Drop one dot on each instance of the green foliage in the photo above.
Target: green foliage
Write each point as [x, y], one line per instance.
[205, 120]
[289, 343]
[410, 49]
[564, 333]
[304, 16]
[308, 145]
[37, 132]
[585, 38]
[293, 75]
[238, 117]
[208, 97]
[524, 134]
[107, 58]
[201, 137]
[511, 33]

Given task:
Rewrite the listing above, putting "leafy shrubs" wherever "green foliage" appears and leaving every other line as it is.

Finished exercise:
Drop one dot on each instance of the leafy shrubs in the photo above.
Target: leafy shrubs
Write each point as [x, y], one line per instance.
[205, 120]
[289, 343]
[410, 49]
[564, 333]
[304, 16]
[308, 145]
[37, 132]
[585, 38]
[293, 75]
[238, 117]
[208, 97]
[524, 134]
[107, 58]
[201, 137]
[511, 33]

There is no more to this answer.